PERTANYAAN LATIHAN:
(1) Dalam teks tentang demensia, apa nama istilah untuk demensia yang didiagnosis pada orang berusia di bawah 65 tahun?
(2) Ubah teks tentang demensia: tulis lagi semua isinya mulai dari "Proses penuaan selalu" sampai "dan membahayakan kesehatan.", dan ganti "mitos" dengan "anggapan".
(3) Lanjutkan teks tentang demensia mulai dari bagian yang terakhir.

TEKS BACAAN:
Proses penuaan selalu mengakibatkan perubahan pada manusia, baik secara fisik maupun psikis. Tapi, tak seperti mitos yang banyak beredar, penuaan tak identik dengan demensia atau yang lebih dikenal dengan istilah pikun. Lansia rentan mengalami demensia, tapi tidak semua lansia pasti terkena demensia. Meski begitu, kita tetap harus waspada terhadap risiko demensia pada lansia karena dampaknya bisa berkepanjangan dan membahayakan kesehatan.
Apa Itu Demensia
Demensia adalah kondisi ketika kemampuan kognitif seseorang berkurang hingga mempengaruhi kehidupan dan aktivitas sehari-hari orang tersebut. Kemampuan itu antara lain berkaitan dengan pemikiran, ingatan, bahasa, dan penalaran. Orang yang terkena demensia biasanya mengalami perubahan kepribadian dan perilaku serta sulit mengontrol emosi. Demensia parah membuat penderitanya bergantung sepenuhnya pada orang lain untuk dapat menjalani kegiatan dasar dalam hidup sehari-hari.
Demensia dan lansia bukanlah dua hal yang sudah pasti berjalan beriringan. Demensia bukanlah bagian dari proses penuaan alami. Sekitar sepertiga lansia berusia 85 tahun ke atas menunjukkan gejala demensia, tapi banyak yang bisa sampai usia 90 tahun tanpa tanda demensia sedikit pun.
Demensia terjadi ketika ada masalah pada fungsi neurologis seseorang yang lazimnya menurun seiring dengan pertambahan usia. Walau demikian, orang yang berumur 40-50 tahun juga bisa terkena demensia. Istilah untuk kondisi itu adalah younger onset dementia, yakni bentuk demensia yang didiagnosis pada orang berusia di bawah 65 tahun.
Tidak ada pengobatan khusus untuk menyembuhkan orang yang terkena demensia dan belum ada metode pencegahan yang benar-benar terbukti ampuh. Tapi secara umum gaya hidup sehat bisa membantu mengurangi faktor risiko yang terkait dengan penyakit ini.
Berbagai Macam Tipe Demensia
Ada berbagai macam tipe demensia yang ditemukan di seluruh dunia. Di antaranya demensia vaskuler, Alzheimer, demensia fronto temporal, dan demensia Lewy Body.

Item dari sebuah dataset
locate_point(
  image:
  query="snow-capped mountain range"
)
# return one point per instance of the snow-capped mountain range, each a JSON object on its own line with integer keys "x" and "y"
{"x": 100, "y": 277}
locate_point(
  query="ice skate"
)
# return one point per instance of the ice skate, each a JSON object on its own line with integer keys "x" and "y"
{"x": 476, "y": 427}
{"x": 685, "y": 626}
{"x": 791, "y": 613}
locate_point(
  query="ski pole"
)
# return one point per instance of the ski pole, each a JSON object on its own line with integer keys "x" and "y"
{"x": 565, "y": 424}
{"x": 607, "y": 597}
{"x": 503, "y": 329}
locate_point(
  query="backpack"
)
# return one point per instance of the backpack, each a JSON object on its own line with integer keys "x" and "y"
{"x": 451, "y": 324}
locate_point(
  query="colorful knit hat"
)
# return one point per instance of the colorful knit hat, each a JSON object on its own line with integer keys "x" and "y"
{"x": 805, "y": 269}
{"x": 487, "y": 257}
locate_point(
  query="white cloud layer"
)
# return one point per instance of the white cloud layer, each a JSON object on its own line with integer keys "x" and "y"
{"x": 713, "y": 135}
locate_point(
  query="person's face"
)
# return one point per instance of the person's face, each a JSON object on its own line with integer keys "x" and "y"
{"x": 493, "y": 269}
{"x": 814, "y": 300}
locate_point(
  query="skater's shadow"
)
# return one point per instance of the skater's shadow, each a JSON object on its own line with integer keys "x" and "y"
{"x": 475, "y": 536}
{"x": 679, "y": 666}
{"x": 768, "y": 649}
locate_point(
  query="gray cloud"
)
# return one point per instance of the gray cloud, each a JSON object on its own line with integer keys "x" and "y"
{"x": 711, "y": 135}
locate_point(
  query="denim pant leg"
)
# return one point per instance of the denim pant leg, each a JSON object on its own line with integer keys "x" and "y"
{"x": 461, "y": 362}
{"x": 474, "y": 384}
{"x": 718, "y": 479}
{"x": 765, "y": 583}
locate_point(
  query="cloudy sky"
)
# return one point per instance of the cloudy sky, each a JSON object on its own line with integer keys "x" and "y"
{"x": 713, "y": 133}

HASIL LATIHAN:
(1) Younger onset dementia.

(2)
Proses penuaan selalu mengakibatkan perubahan pada manusia, baik secara fisik maupun psikis. Tapi, tak seperti anggapan yang banyak beredar, penuaan tak identik dengan demensia atau yang lebih dikenal dengan istilah pikun. Lansia rentan mengalami demensia, tapi tidak semua lansia pasti terkena demensia. Meski begitu, kita tetap harus waspada terhadap risiko demensia pada lansia karena dampaknya bisa berkepanjangan dan membahayakan kesehatan.

(3)
- Alzheimer: sebanyak 60-80 persen orang yang menunjukkan gejala demensia mengalami penyakit ini. Pemicunya adalah perubahan pada otak, termasuk penumpukan protein amiloid dan protein tau di otak.
- Demensia fronto temporal: jenis demensia ini cenderung dialami orang berusia di bawah 60 tahun. Penyebabnya adalah hilangnya sel saraf progresif di lobus frontal otak (belakang dahi) dan lobus temporal (belakang telinga).
- Demensia vaskuler: tipe demensia ini terjadi karena adanya kerusakan pada pembuluh darah atau terhalangnya aliran darah dan oksigen ke otak.
- Demensia Lewy Body: jenis demensia ini dipicu penumpukan protein yang disebut Lewy Body di otak.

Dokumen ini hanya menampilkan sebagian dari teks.